• _Passage provided_
========================================

By Herbert Lash and Gertrude Chavez-Dreyfuss NEW YORK (Reuters) – U.S. Treasury yields fell from multi-year highs on Friday after a report suggesting the Federal Reserve is likely to debate in two weeks whether to signal plans for a smaller interest rate hike in December. The market is pricing in a 75 basis-point hike when […]
U.S. yields slide from multi-year highs on hopes of Fed pivot
By Herbert Lash and Gertrude Chavez-Dreyfuss
NEW YORK (Reuters) – U.S. Treasury yields fell from multi-year highs on Friday after a report suggesting the Federal Reserve is likely to debate in two weeks whether to signal plans for a smaller interest rate hike in December.
The market is pricing in a 75 basis-point hike when Fed policymakers meet on Nov. 1-2, but the U.S. central bank is divided on whether they hike another 75 bps in December or reduce the pace of their tightening to 50 bps, the Wall Street Journal reported on Friday.
Fed officials would want to prepare investors for such a decision in the weeks after the Federal Open Market Committee meeting in November, the report added.
“This debate about exactly where we should go, and then become more data-dependent, is going to heat up in the last part of the year here,” St. Louis Fed President James Bullard said in a Reuters interview last week.
The yield on the benchmark 10-year Treasury hit 4.338% earlier, the highest since November 2007. The yield last fell 1.8 basis points to 4.208%.The two-year U.S. Treasury yield, which typically reflects interest rate expectations, surged to 4.639%, the highest since August 2007. It was last 12.5 bps lower at 4.4872%.
“The market has been hoping or waiting for a (Fed) pause to come along for the last several months of pain as rates have gone up,” said John Luke Tyner, fixed income portfolio manager at Aptus Capital Advisors in Fairhope, Alabama.
“The call for a pause or letting some of the policy play through has increased. We’ll continue to see more calls for a slowdown (in Fed policy) as we feel more and more pain in risk markets,” he added.
The U.S. two-year/10-year yield curve, seen as a recession harbinger, became less inverted on Friday. The gap between yields on two- and 10-year Treasury notes, was at -27.5 basis points, that’s the steepest since mid-September.
U.S. 30-year yields soared to a new 11-year peak of 4.384%. They last traded up 9.5 basis points at 4.310%.

========================================

• _Challenges_
1. List every person the Treasury yields article names.
2. Reproduce the rows from their very first line through the line containing "0,418 -> 24,450", requests included, and add -83 to each number in the bounding-box coordinates of the answers. Output only those lines.

========================================

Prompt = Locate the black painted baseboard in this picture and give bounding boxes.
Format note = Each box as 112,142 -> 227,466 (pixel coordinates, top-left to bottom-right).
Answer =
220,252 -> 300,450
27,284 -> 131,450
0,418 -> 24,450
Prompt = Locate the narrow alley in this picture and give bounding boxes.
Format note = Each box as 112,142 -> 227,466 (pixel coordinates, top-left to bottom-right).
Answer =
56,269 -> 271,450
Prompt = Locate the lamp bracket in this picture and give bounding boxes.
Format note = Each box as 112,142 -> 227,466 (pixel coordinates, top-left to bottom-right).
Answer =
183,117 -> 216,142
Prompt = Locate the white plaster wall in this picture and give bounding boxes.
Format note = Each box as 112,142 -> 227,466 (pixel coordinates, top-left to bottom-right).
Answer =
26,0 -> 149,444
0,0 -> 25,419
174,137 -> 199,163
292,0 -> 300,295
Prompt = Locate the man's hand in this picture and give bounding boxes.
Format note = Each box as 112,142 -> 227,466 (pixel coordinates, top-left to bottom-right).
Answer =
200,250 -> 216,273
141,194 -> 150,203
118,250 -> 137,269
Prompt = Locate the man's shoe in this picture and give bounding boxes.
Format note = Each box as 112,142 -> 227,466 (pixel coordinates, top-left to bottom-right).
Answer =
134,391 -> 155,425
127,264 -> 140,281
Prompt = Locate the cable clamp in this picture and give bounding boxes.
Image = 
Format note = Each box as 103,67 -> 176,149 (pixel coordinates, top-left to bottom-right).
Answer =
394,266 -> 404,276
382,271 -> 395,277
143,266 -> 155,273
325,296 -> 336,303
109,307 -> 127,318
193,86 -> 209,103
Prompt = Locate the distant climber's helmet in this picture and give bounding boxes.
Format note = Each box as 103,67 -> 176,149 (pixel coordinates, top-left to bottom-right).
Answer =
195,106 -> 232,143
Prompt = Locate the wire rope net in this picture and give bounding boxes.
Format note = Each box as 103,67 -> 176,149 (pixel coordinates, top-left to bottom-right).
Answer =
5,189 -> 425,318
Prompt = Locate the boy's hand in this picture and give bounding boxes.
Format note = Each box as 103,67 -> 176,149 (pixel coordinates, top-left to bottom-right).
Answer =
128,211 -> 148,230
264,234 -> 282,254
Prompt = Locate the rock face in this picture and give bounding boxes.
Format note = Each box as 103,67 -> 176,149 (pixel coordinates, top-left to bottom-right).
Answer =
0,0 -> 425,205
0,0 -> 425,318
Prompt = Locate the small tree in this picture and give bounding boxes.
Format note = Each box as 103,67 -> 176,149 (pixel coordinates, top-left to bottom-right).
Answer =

========================================

• _Outputs for the tasks_
1.
Herbert Lash
Gertrude Chavez-Dreyfuss
James Bullard
John Luke Tyner

2.
Prompt = Locate the black painted baseboard in this picture and give bounding boxes.
Format note = Each box as 112,142 -> 227,466 (pixel coordinates, top-left to bottom-right).
Answer =
137,169 -> 217,367
-56,201 -> 48,367
-83,335 -> -59,367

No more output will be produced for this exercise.